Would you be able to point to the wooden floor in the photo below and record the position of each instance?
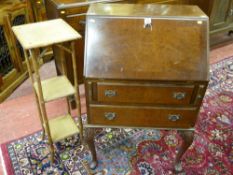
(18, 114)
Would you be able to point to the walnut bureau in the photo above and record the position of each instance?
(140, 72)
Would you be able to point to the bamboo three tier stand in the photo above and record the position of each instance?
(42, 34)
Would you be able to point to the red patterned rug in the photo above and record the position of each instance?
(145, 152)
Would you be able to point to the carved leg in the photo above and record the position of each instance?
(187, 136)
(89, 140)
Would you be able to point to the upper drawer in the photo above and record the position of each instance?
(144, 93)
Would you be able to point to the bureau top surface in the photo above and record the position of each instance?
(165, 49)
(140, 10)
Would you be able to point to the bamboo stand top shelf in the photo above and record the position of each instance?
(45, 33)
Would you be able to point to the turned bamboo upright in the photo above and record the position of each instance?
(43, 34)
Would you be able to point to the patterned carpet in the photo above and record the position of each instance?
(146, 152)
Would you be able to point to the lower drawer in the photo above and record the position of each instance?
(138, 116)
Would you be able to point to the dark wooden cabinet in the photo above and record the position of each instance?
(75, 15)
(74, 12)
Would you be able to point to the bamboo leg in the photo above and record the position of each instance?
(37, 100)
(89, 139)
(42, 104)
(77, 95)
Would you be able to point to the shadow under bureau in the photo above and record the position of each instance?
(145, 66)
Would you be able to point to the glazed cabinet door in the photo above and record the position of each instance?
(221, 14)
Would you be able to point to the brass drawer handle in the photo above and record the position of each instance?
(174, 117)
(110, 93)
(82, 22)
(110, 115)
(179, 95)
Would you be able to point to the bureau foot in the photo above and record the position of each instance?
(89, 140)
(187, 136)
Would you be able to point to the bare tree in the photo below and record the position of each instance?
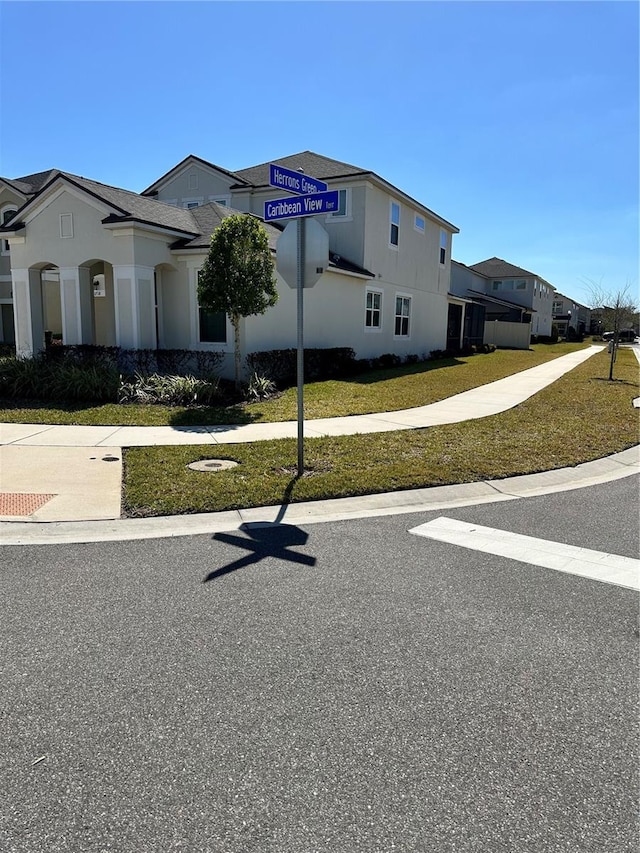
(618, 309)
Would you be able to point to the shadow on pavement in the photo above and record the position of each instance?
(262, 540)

---

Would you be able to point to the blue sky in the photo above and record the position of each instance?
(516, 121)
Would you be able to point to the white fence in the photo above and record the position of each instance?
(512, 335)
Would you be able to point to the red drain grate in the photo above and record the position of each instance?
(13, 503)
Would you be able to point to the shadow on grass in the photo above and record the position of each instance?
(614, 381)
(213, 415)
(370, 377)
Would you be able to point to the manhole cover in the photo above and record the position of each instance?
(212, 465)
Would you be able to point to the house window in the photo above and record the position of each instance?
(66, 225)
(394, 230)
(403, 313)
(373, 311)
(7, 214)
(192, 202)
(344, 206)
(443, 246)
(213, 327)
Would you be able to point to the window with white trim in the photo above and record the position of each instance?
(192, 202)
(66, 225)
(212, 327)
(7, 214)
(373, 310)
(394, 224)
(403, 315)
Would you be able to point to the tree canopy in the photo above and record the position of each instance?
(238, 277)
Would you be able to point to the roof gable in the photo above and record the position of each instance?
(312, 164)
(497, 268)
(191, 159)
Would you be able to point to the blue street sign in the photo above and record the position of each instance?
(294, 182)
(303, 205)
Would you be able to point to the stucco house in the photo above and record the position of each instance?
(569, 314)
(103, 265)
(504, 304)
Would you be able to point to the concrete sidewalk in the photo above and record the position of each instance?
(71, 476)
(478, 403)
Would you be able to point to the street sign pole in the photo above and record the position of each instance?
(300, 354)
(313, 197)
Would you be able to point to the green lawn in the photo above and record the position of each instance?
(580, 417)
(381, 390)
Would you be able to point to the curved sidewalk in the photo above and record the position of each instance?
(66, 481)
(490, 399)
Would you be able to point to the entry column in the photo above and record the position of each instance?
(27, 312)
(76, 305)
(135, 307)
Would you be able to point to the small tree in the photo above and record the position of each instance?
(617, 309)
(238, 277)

Goal →
Pull out every line from both blocks above that contains the word "drawer", and copy each one without changes.

Answer to the exercise →
Would you be able to point to the upper drawer in the photo above and record the position of each instance?
Would you be able to point to the lower drawer in the photo above and record the position of each instance?
Would you be able to point to the brass drawer handle in the photo above and record the position of each instance?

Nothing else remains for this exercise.